---------- Data extracts

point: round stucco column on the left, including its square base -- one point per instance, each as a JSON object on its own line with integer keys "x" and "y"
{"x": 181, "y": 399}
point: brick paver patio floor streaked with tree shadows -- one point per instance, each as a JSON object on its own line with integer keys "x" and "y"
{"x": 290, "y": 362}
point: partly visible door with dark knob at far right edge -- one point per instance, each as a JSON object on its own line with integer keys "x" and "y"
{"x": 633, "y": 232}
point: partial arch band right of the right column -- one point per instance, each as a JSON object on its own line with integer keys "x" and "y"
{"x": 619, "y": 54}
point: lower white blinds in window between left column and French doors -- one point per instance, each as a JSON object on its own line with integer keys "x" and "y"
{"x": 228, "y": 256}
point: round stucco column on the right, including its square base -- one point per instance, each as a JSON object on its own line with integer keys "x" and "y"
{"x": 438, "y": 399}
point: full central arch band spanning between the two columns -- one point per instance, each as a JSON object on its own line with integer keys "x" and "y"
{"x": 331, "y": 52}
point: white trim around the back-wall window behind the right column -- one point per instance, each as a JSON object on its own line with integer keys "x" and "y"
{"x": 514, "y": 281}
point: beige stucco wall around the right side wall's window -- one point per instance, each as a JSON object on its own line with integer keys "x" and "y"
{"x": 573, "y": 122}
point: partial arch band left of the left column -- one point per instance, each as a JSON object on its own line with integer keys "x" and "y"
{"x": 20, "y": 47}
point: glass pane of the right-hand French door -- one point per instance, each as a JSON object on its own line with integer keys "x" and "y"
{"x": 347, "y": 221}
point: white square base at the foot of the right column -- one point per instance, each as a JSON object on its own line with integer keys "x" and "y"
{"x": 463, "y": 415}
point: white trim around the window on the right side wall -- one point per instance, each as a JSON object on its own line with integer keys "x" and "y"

--------------------

_Exercise goal_: Output all entries again exactly; no line may be altered.

_Answer space_:
point: round stucco column on the left, including its square base -- one point per instance, each as a JSON object on its own line with integer keys "x" and "y"
{"x": 181, "y": 399}
point: brick paver patio floor streaked with tree shadows -- one point per instance, each as a JSON object on its own line with integer keys "x" and "y"
{"x": 290, "y": 362}
point: partly visible door with dark knob at far right edge -- one point per instance, each as a JSON object on its own line with integer keys "x" and "y"
{"x": 633, "y": 232}
point: partial arch band right of the right column -- one point per instance, each as a JSON object on its own line with integer keys "x" and "y"
{"x": 619, "y": 54}
point: lower white blinds in window between left column and French doors -- one point per instance, each as a JSON object on its own line with integer keys "x" and "y"
{"x": 228, "y": 256}
point: round stucco column on the right, including its square base -- one point per instance, each as a JSON object on its own line with integer keys "x" and "y"
{"x": 438, "y": 399}
point: full central arch band spanning between the two columns -- one point per instance, each as a JSON object on its own line with integer keys "x" and "y"
{"x": 331, "y": 52}
point: white trim around the back-wall window behind the right column -- one point per instance, each as a JSON object on its own line with integer keys "x" and "y"
{"x": 514, "y": 281}
point: beige stucco wall around the right side wall's window -- one point per instance, each as a JSON object on its own line with integer keys "x" and "y"
{"x": 573, "y": 122}
point: partial arch band left of the left column -- one point per instance, each as a JSON object on its own line with integer keys "x" and "y"
{"x": 20, "y": 47}
point: glass pane of the right-hand French door -- one point per instance, each as a JSON object on its own line with integer keys "x" and "y"
{"x": 347, "y": 221}
point: white square base at the foot of the right column -- one point per instance, each as a JSON object on its own line with integer keys "x" and "y"
{"x": 463, "y": 415}
point: white trim around the window on the right side wall -- one point per instance, each as a JSON object on its own line with integer keys "x" and "y"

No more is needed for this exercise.